* _PROBLEM TO WORK ON_: Pull each line containing "this" out of the listing below.

* _DATA SHOWN_:
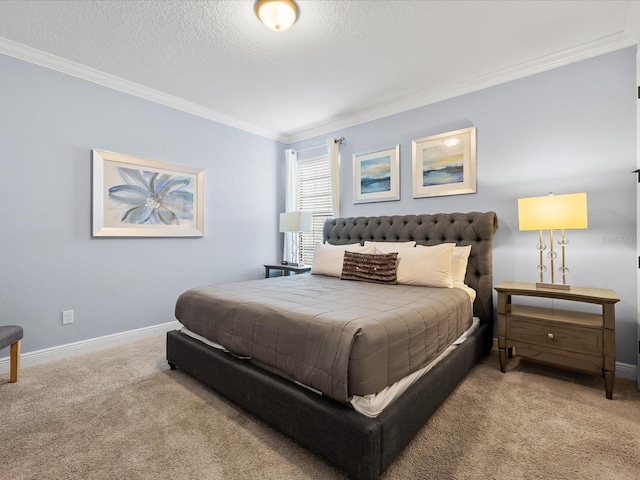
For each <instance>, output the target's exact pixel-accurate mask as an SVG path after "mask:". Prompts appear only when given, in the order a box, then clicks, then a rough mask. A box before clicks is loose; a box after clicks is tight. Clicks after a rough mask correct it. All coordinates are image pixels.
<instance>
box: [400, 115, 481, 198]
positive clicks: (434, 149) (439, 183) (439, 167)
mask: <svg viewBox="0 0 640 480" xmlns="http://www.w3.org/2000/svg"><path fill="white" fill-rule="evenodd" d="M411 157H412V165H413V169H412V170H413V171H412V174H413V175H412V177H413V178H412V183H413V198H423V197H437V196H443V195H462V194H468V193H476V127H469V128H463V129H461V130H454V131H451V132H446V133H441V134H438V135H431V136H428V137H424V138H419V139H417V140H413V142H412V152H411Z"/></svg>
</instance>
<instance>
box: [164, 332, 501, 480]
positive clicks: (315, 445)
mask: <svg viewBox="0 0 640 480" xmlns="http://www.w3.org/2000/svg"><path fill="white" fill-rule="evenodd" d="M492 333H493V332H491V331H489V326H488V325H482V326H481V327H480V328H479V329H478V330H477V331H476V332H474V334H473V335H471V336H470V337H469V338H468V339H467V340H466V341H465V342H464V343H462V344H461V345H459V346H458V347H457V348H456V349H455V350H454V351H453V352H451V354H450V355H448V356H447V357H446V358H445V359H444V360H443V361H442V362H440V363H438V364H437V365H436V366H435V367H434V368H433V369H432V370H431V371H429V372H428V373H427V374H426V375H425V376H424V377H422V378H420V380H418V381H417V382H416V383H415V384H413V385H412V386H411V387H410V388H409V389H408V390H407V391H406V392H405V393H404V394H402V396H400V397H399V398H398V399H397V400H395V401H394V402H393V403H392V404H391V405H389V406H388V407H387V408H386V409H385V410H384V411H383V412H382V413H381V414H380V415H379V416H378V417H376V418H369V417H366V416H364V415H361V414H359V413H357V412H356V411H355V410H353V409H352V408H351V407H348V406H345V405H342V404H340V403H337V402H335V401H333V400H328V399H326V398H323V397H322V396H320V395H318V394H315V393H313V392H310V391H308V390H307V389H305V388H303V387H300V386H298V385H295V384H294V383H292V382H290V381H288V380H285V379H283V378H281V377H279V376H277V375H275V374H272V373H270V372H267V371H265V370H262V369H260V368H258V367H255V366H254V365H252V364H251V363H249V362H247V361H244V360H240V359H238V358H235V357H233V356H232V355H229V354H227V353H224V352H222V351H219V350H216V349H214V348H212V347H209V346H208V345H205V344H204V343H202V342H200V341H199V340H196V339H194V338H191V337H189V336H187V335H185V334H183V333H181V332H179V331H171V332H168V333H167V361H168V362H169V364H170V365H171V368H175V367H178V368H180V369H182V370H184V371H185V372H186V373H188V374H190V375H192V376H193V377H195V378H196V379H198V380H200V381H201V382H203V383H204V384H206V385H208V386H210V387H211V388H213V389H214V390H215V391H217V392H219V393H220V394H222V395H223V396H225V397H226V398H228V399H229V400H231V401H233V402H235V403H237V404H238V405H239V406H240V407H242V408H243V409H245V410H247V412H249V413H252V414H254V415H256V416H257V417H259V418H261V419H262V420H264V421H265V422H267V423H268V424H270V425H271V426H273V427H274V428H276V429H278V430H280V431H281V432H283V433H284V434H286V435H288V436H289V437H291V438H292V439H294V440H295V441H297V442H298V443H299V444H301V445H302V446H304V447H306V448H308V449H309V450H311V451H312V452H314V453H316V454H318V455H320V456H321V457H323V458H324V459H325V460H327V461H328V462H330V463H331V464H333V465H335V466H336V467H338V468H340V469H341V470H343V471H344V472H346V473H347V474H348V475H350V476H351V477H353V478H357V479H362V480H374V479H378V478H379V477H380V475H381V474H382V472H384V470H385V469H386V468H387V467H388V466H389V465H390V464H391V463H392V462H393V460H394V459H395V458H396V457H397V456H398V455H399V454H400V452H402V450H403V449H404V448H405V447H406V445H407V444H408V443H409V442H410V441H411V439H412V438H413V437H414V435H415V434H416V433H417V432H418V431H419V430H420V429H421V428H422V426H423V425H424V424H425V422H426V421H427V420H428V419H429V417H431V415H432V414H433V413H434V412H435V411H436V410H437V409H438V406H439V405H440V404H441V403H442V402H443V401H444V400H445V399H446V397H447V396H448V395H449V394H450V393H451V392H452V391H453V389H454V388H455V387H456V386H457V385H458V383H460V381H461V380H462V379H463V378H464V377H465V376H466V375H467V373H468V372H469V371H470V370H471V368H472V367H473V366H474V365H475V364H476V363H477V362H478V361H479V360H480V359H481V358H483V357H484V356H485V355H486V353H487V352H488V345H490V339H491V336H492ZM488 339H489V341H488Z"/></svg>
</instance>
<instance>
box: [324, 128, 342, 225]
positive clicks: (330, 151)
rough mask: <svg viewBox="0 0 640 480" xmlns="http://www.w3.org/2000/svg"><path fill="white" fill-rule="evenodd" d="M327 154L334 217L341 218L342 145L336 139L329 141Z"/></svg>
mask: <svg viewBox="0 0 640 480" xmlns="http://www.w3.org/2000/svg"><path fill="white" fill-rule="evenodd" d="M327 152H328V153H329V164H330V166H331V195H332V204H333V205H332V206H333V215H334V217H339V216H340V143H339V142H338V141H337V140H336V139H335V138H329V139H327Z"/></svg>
==
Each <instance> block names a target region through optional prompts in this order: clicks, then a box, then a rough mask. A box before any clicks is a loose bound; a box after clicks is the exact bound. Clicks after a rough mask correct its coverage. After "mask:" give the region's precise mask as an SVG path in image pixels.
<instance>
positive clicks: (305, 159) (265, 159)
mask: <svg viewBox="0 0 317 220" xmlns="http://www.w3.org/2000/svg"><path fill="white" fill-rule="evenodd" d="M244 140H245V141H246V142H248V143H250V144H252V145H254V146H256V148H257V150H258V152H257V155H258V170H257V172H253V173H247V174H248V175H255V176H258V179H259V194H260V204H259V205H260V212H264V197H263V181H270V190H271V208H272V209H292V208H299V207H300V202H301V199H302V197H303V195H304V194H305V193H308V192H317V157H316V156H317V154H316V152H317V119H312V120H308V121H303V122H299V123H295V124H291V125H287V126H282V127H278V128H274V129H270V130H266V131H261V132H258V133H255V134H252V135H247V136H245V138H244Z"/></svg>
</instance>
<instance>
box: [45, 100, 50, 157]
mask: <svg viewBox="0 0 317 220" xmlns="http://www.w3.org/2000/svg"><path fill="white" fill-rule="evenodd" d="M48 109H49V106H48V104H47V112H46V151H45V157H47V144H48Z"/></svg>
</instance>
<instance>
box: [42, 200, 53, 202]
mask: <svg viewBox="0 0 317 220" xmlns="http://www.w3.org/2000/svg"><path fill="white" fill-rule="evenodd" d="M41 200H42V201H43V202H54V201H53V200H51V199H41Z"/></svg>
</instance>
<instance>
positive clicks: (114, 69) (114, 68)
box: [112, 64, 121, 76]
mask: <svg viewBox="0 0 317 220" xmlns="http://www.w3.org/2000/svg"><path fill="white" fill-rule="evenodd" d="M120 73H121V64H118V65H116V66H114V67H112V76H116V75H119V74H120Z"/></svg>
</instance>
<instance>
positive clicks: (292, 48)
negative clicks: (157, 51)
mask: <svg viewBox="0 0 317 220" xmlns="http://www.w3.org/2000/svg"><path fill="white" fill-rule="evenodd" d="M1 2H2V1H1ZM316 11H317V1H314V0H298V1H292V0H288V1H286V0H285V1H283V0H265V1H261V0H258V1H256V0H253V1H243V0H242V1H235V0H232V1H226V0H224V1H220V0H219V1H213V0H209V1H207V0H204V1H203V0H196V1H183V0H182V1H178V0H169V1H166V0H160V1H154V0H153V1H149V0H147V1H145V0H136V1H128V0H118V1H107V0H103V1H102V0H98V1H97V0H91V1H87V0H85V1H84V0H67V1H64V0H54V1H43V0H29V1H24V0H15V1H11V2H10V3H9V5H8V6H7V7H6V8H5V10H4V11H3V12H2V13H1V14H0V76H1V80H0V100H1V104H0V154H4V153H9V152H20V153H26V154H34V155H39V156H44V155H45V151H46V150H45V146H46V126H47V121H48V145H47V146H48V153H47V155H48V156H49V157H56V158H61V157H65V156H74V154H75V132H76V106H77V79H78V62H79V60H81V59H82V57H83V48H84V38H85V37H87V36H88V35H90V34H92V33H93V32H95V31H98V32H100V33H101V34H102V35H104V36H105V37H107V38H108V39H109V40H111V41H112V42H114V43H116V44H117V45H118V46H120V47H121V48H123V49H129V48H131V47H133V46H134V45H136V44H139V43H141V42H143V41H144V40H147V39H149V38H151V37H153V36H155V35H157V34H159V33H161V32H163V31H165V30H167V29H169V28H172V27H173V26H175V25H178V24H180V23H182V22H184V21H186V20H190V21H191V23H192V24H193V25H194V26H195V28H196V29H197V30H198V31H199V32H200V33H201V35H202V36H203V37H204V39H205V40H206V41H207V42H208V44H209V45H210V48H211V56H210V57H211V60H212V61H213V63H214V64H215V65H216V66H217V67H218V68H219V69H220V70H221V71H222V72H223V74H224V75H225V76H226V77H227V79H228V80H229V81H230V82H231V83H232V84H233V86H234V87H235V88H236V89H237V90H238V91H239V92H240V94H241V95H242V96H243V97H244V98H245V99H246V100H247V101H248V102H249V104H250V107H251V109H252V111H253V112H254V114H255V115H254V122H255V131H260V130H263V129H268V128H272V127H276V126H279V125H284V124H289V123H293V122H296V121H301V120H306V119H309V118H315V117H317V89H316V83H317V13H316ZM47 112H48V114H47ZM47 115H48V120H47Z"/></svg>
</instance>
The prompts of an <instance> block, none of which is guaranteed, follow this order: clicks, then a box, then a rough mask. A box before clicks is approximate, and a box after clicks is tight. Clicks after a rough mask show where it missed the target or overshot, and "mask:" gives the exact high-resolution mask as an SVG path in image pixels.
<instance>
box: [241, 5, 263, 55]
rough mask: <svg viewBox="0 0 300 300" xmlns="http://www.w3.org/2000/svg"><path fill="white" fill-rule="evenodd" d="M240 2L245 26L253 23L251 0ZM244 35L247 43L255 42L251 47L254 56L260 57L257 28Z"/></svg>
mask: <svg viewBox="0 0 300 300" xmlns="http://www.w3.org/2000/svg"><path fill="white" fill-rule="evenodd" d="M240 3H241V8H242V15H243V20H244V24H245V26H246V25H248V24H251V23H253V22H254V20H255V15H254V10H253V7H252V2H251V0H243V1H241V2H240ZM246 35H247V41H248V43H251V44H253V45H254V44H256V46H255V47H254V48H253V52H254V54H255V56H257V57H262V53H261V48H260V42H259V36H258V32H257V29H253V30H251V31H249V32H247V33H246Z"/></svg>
...
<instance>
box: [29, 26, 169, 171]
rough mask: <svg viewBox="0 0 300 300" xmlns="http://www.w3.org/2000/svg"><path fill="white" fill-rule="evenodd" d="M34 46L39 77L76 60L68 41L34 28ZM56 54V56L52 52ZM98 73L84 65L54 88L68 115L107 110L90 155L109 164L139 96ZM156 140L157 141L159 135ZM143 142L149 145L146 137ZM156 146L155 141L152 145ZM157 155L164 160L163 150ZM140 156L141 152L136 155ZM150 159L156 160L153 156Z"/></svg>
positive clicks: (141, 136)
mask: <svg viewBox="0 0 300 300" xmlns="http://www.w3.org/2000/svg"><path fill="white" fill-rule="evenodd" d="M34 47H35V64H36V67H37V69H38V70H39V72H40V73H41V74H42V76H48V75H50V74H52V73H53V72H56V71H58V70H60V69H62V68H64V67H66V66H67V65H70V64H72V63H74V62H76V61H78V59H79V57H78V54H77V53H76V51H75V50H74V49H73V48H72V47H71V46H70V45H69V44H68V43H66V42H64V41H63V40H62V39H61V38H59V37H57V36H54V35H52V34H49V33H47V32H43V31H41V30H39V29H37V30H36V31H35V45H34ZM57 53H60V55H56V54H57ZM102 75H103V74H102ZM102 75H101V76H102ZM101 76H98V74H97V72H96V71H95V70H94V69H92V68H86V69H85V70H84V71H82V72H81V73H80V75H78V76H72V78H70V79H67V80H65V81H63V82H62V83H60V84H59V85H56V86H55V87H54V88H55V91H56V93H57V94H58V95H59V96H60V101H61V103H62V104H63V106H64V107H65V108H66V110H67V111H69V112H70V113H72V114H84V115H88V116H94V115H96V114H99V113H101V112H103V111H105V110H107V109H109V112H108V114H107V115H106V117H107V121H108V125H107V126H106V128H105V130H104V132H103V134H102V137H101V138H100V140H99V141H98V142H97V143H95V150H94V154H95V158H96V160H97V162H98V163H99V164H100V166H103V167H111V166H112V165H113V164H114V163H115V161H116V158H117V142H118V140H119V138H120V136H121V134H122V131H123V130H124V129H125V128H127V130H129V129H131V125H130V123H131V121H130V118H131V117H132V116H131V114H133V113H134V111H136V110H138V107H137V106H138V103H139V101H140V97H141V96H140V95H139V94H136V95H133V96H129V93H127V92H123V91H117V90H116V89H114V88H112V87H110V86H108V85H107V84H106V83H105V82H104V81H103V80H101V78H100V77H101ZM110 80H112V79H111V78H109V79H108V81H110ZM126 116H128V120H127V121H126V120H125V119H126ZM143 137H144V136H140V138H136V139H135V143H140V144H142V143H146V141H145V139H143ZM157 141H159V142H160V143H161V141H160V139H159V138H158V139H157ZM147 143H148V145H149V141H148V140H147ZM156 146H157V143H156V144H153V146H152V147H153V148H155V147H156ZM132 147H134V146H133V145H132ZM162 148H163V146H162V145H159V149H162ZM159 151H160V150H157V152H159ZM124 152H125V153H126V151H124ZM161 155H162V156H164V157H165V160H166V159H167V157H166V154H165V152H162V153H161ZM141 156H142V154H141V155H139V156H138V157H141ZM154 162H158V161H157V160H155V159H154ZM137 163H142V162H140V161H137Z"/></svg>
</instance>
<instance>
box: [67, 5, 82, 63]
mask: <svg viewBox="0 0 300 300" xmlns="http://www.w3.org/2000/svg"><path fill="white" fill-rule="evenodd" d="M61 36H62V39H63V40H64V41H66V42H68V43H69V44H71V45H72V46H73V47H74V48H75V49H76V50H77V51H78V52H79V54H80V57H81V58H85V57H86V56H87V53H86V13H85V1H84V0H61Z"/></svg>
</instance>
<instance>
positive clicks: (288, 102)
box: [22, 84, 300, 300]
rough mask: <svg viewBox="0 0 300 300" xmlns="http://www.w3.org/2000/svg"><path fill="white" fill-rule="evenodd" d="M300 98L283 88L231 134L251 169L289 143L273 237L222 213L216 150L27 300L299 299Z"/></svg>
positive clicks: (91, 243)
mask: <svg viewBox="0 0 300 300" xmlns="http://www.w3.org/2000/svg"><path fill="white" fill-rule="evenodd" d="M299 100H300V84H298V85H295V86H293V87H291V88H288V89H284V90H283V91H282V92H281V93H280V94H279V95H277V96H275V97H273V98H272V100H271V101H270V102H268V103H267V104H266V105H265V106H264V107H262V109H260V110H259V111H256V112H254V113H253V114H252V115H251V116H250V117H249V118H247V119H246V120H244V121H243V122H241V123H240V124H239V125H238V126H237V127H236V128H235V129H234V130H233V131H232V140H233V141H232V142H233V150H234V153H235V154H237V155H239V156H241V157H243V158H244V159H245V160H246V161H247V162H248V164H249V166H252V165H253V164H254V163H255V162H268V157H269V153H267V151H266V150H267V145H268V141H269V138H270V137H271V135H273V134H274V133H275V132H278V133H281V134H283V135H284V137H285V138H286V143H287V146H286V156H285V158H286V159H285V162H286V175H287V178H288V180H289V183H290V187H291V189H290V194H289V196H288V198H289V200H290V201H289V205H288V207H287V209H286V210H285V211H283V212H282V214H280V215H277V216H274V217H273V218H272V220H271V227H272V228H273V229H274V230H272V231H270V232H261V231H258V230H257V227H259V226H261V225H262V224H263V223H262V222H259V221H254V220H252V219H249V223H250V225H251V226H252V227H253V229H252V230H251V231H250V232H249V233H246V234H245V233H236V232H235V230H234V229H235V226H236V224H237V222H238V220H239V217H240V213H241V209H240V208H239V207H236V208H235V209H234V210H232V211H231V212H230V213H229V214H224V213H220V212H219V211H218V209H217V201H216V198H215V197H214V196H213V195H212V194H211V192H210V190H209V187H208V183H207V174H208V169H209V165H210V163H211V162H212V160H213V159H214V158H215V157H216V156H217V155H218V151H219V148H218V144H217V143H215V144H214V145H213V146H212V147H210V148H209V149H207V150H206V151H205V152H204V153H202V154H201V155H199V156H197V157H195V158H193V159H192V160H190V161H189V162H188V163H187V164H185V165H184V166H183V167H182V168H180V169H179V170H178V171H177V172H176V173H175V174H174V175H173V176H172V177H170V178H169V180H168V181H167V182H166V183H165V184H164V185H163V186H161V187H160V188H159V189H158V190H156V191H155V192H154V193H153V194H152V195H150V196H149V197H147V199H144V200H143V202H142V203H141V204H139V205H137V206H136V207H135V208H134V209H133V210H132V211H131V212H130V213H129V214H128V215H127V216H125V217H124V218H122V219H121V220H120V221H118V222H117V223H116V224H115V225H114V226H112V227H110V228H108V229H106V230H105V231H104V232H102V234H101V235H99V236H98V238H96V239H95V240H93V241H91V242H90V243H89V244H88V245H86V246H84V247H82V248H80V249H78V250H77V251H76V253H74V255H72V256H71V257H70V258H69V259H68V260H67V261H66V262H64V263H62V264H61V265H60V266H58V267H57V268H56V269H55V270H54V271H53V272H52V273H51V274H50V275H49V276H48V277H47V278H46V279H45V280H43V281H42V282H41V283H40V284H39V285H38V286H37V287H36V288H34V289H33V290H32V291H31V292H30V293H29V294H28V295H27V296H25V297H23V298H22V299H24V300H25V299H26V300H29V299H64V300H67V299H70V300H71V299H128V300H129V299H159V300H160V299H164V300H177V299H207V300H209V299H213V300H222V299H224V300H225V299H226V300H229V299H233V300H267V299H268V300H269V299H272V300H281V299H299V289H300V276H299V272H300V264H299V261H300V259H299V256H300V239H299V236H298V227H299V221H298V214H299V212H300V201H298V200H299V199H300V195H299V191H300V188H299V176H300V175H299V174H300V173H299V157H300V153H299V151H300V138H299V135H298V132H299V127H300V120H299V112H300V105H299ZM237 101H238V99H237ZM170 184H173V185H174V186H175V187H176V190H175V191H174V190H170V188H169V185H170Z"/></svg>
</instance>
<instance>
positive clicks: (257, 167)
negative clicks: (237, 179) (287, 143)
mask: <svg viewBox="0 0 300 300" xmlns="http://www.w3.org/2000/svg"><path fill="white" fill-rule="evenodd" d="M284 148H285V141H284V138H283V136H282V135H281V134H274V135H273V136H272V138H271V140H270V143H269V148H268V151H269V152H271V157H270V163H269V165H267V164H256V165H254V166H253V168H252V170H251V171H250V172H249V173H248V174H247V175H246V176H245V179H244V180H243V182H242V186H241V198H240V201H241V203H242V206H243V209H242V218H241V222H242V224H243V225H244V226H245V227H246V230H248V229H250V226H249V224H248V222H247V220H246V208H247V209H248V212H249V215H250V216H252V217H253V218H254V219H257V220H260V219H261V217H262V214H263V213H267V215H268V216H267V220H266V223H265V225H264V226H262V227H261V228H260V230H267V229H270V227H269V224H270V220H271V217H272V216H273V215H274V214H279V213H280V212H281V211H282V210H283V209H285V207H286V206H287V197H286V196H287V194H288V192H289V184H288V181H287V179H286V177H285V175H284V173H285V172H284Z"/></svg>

* _EXPECTED ANSWER_:
Each <instance> block names a target region through optional prompts in this order: clicks, then a box, then a rough mask. A box before any clicks is a loose bound; a box after clicks is the exact bound. Clicks after a rough mask correct its coverage. After "mask:" give the region's precise mask as an SVG path in image pixels.
The prompts of an <instance> block, none of which is guaranteed, follow this order: clicks, then a box, then a rough mask. A box before clicks is approximate, and a box after clicks is tight. Clicks after a rough mask show where it missed the target or overshot, and "mask:" gives the exact high-resolution mask as an SVG path in image pixels.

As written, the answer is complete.